Task requirements.
- A) In the KC herf forum thread, which room is McCoy's Public House setting aside for the group?
- B) Pick up the KC herf forum thread after its final line and keep it going.

Selected excerpt.
--- Start ---
# KC Herf - Official Confirmation



## Guest (Jun 20, 2006)

We are set to go. McCoy's Public House in Westport. Saturday, July 8 at 6:00. They are reserving the cigar room for us. Drinks and food will be on an ordered basis.

Harry's Bar and Table as well as Fidel's and other cigar friendly places are right across the street so we can be mobile should we choose to do so.

Feel free to pitch in thoughts and ideas.

Right now, it sounds like there about 6-7 of us on here that appear to be available. Please alert anyone else you think might also be interested.


----------



## Hackerson (Jun 21, 2006)

New guy here...It's on my calendar and I'm anticipate being there...


----------



## pistol (Mar 23, 2006)

Is this a cigar smoker's herf only, or is this wife friendly? I don't care either way, in fact, I'll probably ditch the Mrs anyhow, but that's always something nice to know for the married guys (I think most of us are). Either way, I'll be there! BTW, welcome Hackerson!
-Pete


----------



## cf2112 (Feb 27, 2005)

The wife and I are talking about a weekeng getaway to KC soon. I can always let her shop on the Plaza:sl sorry lost my mind for a moment


----------



## tecnorobo (Mar 29, 2005)

I'll check my schedule and see what i'm doing, and do my best to make it out.


----------



## IHT (Dec 27, 2003)

a maybe from me.

have you said anything about this on any other forums? i know of a crew on a few different ones that might be interested as well.


----------



## cigar_joel (May 16, 2006)

Hey, i will be there. 
Cigar_Joel


----------



## drrgill (Jan 1, 2000)

IHT said:


> a maybe from me.
> 
> have you said anything about this on any other forums? i know of a crew on a few different ones that might be interested as well.


Im in...... IHT if you make it bring a pipe...Im anew pipe smoker you can give me lessons..I dont go to any other Boards can you give a shout out to the others you mentioned.

Look forward to meeting everyone.

Drrgill


----------



## IHT (Dec 27, 2003)
--- End ---
[Dataset records on object locations]
--- Start ---
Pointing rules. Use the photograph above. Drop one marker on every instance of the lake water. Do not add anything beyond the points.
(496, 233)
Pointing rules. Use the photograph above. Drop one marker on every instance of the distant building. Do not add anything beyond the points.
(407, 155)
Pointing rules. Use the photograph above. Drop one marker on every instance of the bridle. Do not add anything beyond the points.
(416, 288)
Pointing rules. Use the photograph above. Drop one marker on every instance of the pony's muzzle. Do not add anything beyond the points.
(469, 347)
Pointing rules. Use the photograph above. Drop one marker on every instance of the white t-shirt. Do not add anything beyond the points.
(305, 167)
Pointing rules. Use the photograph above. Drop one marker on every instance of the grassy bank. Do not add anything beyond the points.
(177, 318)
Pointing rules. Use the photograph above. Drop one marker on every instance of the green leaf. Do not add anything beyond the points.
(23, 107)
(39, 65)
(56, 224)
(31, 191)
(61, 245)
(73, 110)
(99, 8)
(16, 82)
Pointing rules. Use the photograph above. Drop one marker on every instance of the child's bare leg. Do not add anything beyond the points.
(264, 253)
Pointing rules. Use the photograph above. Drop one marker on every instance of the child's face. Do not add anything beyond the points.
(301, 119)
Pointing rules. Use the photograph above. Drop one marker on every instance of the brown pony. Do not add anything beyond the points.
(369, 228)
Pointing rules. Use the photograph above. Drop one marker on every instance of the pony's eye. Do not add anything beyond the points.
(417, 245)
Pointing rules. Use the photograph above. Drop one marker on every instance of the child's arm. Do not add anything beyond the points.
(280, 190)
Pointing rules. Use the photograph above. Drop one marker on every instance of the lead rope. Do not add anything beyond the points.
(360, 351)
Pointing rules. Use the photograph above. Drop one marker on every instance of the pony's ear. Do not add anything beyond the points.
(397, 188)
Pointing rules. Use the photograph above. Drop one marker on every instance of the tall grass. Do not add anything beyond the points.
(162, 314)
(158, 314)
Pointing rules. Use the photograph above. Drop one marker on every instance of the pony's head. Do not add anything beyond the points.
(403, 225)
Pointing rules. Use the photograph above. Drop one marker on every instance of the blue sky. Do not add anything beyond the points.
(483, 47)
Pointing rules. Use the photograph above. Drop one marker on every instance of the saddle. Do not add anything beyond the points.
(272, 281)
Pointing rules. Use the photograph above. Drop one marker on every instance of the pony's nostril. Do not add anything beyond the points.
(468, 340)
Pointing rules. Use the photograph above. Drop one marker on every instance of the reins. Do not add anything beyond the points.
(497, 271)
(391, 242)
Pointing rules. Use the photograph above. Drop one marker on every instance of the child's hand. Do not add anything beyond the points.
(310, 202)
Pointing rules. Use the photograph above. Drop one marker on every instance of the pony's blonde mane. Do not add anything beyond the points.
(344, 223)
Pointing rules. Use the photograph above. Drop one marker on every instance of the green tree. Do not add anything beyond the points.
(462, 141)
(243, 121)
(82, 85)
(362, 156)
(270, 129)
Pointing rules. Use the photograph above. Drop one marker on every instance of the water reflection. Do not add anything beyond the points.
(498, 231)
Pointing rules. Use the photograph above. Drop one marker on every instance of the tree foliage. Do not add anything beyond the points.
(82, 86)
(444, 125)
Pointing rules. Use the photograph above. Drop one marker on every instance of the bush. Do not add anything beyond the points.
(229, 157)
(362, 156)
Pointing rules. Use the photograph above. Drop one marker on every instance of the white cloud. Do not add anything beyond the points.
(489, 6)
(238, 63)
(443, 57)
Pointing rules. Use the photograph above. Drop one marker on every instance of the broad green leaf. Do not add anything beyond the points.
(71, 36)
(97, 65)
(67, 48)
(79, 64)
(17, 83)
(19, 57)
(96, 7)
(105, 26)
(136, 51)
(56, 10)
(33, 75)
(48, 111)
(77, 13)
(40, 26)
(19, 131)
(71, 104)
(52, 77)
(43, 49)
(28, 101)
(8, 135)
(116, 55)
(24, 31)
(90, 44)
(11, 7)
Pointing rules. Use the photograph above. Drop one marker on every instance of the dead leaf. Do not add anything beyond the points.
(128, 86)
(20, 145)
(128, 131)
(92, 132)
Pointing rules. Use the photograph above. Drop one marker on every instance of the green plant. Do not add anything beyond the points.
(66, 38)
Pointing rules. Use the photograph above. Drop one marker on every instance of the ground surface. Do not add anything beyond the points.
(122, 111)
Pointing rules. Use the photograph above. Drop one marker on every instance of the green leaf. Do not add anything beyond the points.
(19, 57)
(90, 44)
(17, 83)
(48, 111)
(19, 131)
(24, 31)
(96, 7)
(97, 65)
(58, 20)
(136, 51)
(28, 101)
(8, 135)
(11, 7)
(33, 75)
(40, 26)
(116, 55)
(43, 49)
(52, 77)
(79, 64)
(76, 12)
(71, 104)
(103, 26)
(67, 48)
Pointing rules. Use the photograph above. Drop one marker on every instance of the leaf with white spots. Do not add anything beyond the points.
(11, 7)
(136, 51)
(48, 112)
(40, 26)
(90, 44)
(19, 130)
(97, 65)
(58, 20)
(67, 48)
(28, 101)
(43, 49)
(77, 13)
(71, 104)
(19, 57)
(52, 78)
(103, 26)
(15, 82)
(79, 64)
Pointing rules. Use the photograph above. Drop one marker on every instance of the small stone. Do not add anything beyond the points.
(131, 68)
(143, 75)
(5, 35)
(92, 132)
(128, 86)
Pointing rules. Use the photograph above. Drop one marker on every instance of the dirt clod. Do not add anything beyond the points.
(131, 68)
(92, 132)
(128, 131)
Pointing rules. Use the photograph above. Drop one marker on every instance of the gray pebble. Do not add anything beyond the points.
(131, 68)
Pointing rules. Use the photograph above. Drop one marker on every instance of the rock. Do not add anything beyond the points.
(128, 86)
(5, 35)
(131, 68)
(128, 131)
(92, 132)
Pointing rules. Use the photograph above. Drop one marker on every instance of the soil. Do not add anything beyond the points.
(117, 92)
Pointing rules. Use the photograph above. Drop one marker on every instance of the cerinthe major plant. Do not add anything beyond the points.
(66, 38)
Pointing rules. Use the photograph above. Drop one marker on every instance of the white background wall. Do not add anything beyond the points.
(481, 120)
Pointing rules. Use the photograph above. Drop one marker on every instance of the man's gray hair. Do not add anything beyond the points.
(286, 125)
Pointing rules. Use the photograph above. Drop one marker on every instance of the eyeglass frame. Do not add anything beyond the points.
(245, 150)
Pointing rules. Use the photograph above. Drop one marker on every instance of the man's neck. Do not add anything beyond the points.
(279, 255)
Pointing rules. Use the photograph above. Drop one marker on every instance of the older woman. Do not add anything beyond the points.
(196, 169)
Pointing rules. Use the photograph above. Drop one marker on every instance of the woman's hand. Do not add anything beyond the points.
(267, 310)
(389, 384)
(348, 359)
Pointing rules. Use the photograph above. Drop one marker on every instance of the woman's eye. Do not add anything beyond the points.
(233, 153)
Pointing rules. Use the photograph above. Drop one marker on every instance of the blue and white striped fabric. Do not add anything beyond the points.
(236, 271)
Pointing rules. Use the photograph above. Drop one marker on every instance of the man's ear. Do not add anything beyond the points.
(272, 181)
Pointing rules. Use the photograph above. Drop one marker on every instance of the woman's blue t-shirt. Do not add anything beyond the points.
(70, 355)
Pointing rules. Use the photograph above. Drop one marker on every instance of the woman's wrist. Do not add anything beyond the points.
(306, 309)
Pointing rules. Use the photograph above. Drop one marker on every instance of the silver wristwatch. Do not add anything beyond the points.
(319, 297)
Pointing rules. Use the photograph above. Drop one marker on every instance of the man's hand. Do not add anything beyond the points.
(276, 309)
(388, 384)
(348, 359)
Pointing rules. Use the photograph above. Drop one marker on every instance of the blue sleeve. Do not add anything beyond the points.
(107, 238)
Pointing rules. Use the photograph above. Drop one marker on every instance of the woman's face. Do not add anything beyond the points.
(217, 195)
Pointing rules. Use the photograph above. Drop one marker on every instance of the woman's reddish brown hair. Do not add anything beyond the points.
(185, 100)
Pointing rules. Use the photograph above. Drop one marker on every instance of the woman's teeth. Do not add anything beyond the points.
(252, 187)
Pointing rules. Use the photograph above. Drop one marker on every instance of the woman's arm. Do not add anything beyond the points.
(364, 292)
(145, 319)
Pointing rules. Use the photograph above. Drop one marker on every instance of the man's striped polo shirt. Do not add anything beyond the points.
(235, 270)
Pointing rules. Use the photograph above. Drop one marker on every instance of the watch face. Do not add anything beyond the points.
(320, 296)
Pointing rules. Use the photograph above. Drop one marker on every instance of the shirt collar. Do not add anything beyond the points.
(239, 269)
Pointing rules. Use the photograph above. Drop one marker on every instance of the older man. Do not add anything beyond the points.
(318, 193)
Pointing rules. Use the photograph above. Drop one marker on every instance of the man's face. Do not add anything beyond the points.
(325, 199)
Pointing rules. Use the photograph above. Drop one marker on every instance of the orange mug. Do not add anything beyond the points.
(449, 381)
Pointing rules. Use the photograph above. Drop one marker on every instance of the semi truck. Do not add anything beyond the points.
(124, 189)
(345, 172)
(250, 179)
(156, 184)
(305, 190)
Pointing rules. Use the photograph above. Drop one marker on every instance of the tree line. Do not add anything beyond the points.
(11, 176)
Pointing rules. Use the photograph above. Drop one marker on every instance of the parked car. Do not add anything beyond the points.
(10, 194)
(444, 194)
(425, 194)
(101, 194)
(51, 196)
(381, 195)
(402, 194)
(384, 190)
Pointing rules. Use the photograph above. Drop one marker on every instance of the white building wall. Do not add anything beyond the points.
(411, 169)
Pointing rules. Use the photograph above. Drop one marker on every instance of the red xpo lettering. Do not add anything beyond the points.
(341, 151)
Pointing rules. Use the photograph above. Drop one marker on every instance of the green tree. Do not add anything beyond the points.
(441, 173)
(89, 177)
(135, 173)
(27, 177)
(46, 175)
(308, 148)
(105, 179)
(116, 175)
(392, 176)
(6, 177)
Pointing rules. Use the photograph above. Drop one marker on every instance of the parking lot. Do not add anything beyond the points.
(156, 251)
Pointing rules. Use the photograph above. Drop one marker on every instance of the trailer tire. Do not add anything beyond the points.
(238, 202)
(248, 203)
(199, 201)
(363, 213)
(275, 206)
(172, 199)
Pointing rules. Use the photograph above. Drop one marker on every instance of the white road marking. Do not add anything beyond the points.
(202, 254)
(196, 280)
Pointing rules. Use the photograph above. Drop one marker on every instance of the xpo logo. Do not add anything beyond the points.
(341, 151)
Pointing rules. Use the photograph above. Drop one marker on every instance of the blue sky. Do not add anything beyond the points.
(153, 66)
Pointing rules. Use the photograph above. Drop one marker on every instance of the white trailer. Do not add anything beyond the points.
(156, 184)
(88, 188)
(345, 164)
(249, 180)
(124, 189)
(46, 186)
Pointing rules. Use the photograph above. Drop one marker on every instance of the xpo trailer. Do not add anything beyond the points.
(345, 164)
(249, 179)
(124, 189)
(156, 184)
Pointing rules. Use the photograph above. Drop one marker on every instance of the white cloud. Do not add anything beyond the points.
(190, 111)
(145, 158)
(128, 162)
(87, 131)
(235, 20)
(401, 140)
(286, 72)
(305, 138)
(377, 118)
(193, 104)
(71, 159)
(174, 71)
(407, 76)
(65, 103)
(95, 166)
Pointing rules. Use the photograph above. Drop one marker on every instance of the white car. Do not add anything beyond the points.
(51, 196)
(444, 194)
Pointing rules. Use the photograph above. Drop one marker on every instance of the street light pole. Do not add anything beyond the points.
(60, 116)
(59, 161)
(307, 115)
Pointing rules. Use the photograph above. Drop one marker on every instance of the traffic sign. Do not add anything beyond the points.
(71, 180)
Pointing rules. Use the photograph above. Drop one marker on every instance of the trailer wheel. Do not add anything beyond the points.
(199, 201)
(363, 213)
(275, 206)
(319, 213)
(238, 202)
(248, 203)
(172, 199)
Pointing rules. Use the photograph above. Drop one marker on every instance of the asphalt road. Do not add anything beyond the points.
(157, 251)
--- End ---
Per-task answers.
- A) The cigar room.

- B)
drrgill, i don't know if i'll be able to swing it. that's the weekend after SoCal 7, so two herfs back to back probably won't fly too well with my wife. i just got home last night, i fly out next thursday to Cali, then get back on sunday the 2nd. i fly to alaska on the 14th (they moved the dates), then i won't be home much in this short 3 week span between business trips.
i'd love to come, but i'm betting 90% that i won't be able to.
--------------------

WHY IS IT STARTING AT 6? i take it thats a *PM*?
not much time to "herf"... maybe have some dinner and a gar or two. if you have it around noon-ish, you could squeeze in about 6 or so cigars, tons of finger foods and drinks. maybe do a contest, pull some trades, start a small box pass for the guys who showed up, etc.

ps - coppertop started a topic on cigarweekly about this back on the 7th or so. i updated it with a link to this topic over here, so you may see some names show up that you're not familiar with.

HERE'S ANOTHER MISSOURIN HERF topic that's started by dartplayer (a great guy to herf with) for the 29th of July. its in Marshall, Missouri, which is on the way to Columbia. those guys normally drive out to the KC area herfs, so you may see them at the one on the 8th (if it started earlier).


----------



## drrgill (Jan 1, 2000)

--------------------

WHY IS IT STARTING AT 6? i take it thats a *PM*?
not much time to "herf"... maybe have some dinner and a gar or two. if you have it around noon-ish, you could squeeze in about 6 or so cigars, tons of finger foods and drinks. maybe do a contest, pull some trades, start a small box pass for the guys who showed up, etc.

*Good Point!! can we start sooner?? Make dinner the Midpoint..Some come early... some come late..some come early and stay late...Im divorced after 30 years of marriage experience...I could rent out and take the wifes shopping..with your credit card ofcourse..

Drrgill*


----------



## Guest (Jun 22, 2006)

We can certainly start earlier. If there's a time that's better, someone make the suggestion. I can get in touch with McCoy's and just change our reservation. They don't care. They appear to be pretty accomodating.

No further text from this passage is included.